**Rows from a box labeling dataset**
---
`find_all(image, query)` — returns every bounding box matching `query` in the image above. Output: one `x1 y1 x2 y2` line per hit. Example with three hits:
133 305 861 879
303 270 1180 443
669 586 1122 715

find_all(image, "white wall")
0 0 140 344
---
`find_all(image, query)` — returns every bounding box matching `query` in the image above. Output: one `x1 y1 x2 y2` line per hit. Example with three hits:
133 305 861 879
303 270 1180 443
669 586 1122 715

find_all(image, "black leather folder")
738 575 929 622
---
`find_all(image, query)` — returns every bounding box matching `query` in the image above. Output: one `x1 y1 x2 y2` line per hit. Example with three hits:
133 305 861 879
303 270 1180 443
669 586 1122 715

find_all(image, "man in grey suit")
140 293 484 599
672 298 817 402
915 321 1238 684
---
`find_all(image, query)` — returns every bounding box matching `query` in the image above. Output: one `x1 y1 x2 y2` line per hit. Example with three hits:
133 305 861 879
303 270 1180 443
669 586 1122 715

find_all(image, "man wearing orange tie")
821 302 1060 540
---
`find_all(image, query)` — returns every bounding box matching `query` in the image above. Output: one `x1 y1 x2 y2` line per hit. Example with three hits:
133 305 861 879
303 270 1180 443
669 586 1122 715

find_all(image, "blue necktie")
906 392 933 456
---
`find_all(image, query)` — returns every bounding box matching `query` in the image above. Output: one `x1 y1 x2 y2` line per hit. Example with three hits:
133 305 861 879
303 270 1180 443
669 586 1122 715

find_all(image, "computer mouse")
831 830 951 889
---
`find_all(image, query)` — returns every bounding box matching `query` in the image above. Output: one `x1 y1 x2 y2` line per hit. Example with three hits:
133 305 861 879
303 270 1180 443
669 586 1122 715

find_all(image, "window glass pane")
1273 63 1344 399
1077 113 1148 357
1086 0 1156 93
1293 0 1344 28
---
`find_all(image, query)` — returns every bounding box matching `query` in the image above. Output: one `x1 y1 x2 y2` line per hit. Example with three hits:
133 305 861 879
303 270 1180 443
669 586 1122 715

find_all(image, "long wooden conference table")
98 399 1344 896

**Aim of the exercise**
Copy every line of the rows above word for word.

**Written response**
---
`find_all(image, query)` — returns every bounding box matching `query` in the image above. Output: one `x1 y1 x2 y2` line per hit. Example with three hits:
133 305 861 879
303 270 1180 443
669 586 1122 715

find_all(image, "white wall")
0 0 140 344
---
`find_all(image, query)` — returns every bounding box matching `query` in the image above. Output: one `x1 y1 x2 y2` line per hit. Example with three hits:
133 305 861 879
303 270 1180 443
669 586 1122 715

find_all(image, "black leather folder")
738 575 929 622
---
`find_all(image, query)` — returns every bounding box matching `query` in the image above. Output: one `x1 y1 x2 y2` line per hit. Example with three hits:
133 305 861 879
303 270 1180 443
669 586 1122 715

find_all(image, "man in grey suit")
140 293 484 599
672 298 817 402
915 321 1238 684
---
`find_all(image, query)` — returns every bounding box matching `query` in the image above. Output: one `x1 y1 x2 y2` line per hit. Example with three hits:
133 305 861 879
303 270 1180 443
669 586 1122 715

find_all(image, "man wearing orange tie")
821 302 1060 540
---
`find_all(image, query)` — returns every bounding box matching `query` in the image above. Output: one `x1 y1 x2 y2` line per hit. Example with three hits:
133 305 861 879
303 270 1180 443
669 586 1122 715

find_all(image, "blue necktie")
906 392 933 456
---
`find_all(image, query)` — returns every bounding box matching `query` in the image above. Output: one `x1 y1 x2 y2` line per hit. Example with three hits:
133 305 861 879
303 270 1180 443
669 586 1122 715

find_all(image, "computer mouse")
831 830 951 889
---
`find_all(image, query)` — returns every bounding box matching `query` in the image above. Output: one `x1 y1 x2 y2` line per hit. Example with three hits:
133 305 861 879
303 270 1180 443
669 586 1122 715

find_all(image, "window glass pane")
1273 63 1344 399
1077 113 1148 357
1086 0 1156 93
1293 0 1344 28
---
`find_all(image, query)` — returns every bounding box matching `query` in the image above. Output: one `x1 y1 x2 y2` line per hit. Example with three hits:
133 305 861 879
303 270 1180 443
669 586 1122 715

find_all(image, "long wooden conference table")
98 399 1344 896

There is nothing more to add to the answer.